Your objective ▸ Return every record exactly as written.
** Start of Dataset **
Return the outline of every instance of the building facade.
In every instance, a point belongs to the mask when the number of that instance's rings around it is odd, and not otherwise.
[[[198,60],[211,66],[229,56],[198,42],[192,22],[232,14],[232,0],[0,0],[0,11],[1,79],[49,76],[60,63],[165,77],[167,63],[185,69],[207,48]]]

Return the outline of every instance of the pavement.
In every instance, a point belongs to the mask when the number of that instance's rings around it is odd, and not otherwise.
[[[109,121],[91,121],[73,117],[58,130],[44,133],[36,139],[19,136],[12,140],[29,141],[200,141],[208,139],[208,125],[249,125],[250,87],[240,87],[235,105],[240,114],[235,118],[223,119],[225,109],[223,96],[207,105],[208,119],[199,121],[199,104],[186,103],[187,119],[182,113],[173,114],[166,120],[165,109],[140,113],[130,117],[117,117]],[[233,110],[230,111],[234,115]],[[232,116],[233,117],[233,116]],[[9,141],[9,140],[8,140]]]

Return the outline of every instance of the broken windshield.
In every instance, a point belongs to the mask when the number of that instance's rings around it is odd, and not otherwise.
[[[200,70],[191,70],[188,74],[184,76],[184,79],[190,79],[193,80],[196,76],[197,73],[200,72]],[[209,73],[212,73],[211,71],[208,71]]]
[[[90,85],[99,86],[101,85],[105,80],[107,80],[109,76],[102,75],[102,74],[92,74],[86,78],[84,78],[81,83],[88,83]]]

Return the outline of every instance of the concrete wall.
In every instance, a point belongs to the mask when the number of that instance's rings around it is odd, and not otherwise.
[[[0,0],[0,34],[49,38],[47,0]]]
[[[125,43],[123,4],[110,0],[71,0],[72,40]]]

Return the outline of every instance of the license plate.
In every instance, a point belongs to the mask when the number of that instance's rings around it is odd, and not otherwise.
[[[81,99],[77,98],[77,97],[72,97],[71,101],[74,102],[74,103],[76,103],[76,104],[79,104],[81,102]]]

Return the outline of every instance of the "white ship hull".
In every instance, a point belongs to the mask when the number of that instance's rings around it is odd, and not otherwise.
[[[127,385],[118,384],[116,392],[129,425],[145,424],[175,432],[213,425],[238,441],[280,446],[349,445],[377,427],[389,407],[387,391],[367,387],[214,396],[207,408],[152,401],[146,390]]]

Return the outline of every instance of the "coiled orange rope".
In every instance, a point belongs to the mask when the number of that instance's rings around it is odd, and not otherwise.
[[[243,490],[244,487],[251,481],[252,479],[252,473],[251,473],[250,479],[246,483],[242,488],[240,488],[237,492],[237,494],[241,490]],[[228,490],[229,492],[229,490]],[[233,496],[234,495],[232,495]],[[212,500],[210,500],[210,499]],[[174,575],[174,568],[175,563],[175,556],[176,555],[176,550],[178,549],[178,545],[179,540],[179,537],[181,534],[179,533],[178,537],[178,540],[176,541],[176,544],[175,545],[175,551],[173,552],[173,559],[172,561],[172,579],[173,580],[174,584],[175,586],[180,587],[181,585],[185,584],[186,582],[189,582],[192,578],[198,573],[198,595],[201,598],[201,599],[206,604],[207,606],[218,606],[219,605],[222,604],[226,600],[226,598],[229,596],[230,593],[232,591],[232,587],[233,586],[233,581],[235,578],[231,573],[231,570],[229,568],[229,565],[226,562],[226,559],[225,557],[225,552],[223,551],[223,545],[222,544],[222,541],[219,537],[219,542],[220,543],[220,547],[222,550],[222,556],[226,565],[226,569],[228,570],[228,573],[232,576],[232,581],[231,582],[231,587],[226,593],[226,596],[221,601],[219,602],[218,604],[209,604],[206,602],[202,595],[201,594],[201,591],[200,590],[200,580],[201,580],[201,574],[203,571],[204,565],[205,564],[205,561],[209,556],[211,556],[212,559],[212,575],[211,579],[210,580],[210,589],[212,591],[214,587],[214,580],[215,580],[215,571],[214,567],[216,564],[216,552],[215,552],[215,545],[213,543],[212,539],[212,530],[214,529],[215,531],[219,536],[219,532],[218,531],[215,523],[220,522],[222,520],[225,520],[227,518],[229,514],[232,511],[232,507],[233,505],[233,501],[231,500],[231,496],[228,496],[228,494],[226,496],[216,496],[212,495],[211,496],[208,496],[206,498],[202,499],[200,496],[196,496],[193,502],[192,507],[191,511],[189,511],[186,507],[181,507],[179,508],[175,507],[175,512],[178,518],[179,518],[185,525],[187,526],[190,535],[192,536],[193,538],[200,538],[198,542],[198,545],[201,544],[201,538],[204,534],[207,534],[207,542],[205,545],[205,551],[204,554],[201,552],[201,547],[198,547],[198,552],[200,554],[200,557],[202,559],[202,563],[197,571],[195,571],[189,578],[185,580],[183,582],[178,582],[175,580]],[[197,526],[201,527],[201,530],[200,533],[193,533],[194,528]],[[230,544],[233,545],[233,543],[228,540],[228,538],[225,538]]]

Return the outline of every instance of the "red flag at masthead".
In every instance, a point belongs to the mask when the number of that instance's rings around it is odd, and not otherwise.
** End of Dataset **
Solution ▸
Return the outline of every instance of the building facade.
In every instance, a point belongs to the mask when the number of that instance's rings around it is odd, and not otherwise.
[[[198,60],[211,66],[229,56],[198,42],[192,22],[232,14],[232,0],[0,0],[0,11],[1,79],[49,76],[60,63],[165,77],[167,63],[185,69],[207,48]]]

Return the outline of every instance of the pavement.
In every instance, a point belongs to the mask when the number of that instance's rings around it is odd, and not otherwise.
[[[109,121],[91,121],[73,117],[58,130],[44,133],[36,139],[19,136],[12,140],[29,141],[200,141],[208,139],[208,125],[249,125],[250,87],[240,87],[235,105],[240,114],[235,118],[223,119],[225,109],[223,96],[207,105],[208,119],[199,121],[199,104],[186,103],[187,119],[182,113],[173,114],[166,120],[165,109],[140,113],[130,117],[117,117]],[[233,110],[230,111],[234,115]],[[232,116],[233,117],[233,116]],[[9,141],[9,140],[8,140]]]

Return the outline of every instance of the broken windshield.
In every instance, a point belongs to the mask when the number of that instance's rings around it is odd, and not otherwise.
[[[200,70],[191,70],[188,74],[184,76],[184,79],[190,79],[193,80],[196,76],[197,73],[200,72]],[[209,73],[212,73],[211,71],[208,71]]]
[[[90,85],[99,86],[101,85],[105,80],[107,80],[109,76],[102,75],[102,74],[92,74],[86,78],[84,78],[81,83],[88,83]]]

Return the outline of every instance of the concrete wall.
In every instance, a point belongs to the mask when the number of that instance's rings around it is odd, and not otherwise.
[[[0,0],[0,34],[49,38],[47,0]]]
[[[125,43],[123,4],[110,0],[71,0],[72,40]]]

Return the outline of every instance of the license plate.
In every instance, a point belongs to the mask when the number of that instance's rings around it is odd, and not otherwise.
[[[81,99],[77,98],[77,97],[72,97],[71,101],[74,102],[74,103],[76,103],[76,104],[79,104],[81,102]]]

Return the outline of every instance of the "white ship hull".
In every instance, a point belongs to the mask when the number of that instance's rings around it is odd, and not otherwise.
[[[127,385],[118,384],[116,392],[129,425],[145,424],[175,432],[213,425],[238,441],[280,446],[349,445],[377,427],[389,407],[387,391],[367,387],[214,396],[207,408],[152,401],[146,390]]]

Return the outline of every instance of the "coiled orange rope".
In every instance, a point belongs to the mask when the number of that instance's rings around it is odd, and not otherwise.
[[[243,490],[244,487],[251,481],[252,479],[252,473],[251,473],[250,479],[246,483],[242,488],[240,488],[237,492],[237,494],[241,490]],[[228,490],[229,492],[229,490]],[[233,496],[234,495],[232,495]],[[212,500],[210,500],[210,499]],[[174,575],[174,568],[175,563],[175,556],[176,555],[176,550],[178,549],[178,545],[179,540],[179,537],[181,534],[179,533],[178,537],[178,540],[176,541],[176,544],[175,545],[175,551],[173,552],[173,559],[172,561],[172,579],[173,580],[174,584],[175,586],[180,587],[181,585],[185,584],[186,582],[189,582],[192,578],[198,573],[198,595],[201,598],[201,599],[206,604],[207,606],[218,606],[219,605],[222,604],[226,600],[226,598],[229,596],[230,593],[232,591],[232,587],[233,586],[233,581],[235,578],[231,573],[231,570],[229,568],[229,565],[226,562],[226,559],[225,557],[225,552],[223,551],[223,545],[222,544],[222,541],[219,537],[219,542],[220,543],[220,547],[222,550],[222,556],[226,565],[226,569],[228,570],[228,573],[232,576],[232,581],[231,582],[231,587],[226,593],[226,596],[221,601],[219,602],[218,604],[209,604],[206,602],[202,595],[201,594],[201,591],[200,590],[200,580],[201,580],[201,574],[203,571],[204,565],[205,564],[205,561],[209,556],[211,556],[212,559],[212,575],[211,579],[210,580],[210,589],[212,591],[214,587],[214,580],[215,580],[215,571],[214,567],[216,564],[216,552],[215,552],[215,545],[213,543],[212,539],[212,530],[214,529],[215,531],[219,536],[219,532],[218,531],[215,523],[220,522],[222,520],[225,520],[227,518],[229,514],[232,511],[232,507],[233,505],[233,501],[231,500],[231,496],[228,496],[228,494],[226,496],[216,496],[212,495],[211,496],[208,496],[206,498],[202,499],[200,496],[196,496],[193,502],[192,507],[191,511],[189,511],[186,507],[181,507],[179,508],[175,507],[175,512],[178,518],[179,518],[185,525],[187,526],[190,535],[192,536],[193,538],[200,538],[198,542],[198,545],[201,544],[201,538],[204,534],[207,534],[207,542],[205,545],[205,551],[204,554],[201,552],[201,547],[198,547],[198,552],[200,554],[200,557],[202,559],[202,563],[197,571],[195,571],[189,578],[185,580],[183,582],[178,582],[175,580]],[[197,526],[201,527],[201,530],[200,533],[193,533],[194,528]],[[230,544],[233,545],[233,543],[228,540],[228,538],[225,538]]]

Return the outline of every instance of the "red flag at masthead".
In every instance, a point belongs to the mask when the number of that instance's rings around it is odd, and not otherwise.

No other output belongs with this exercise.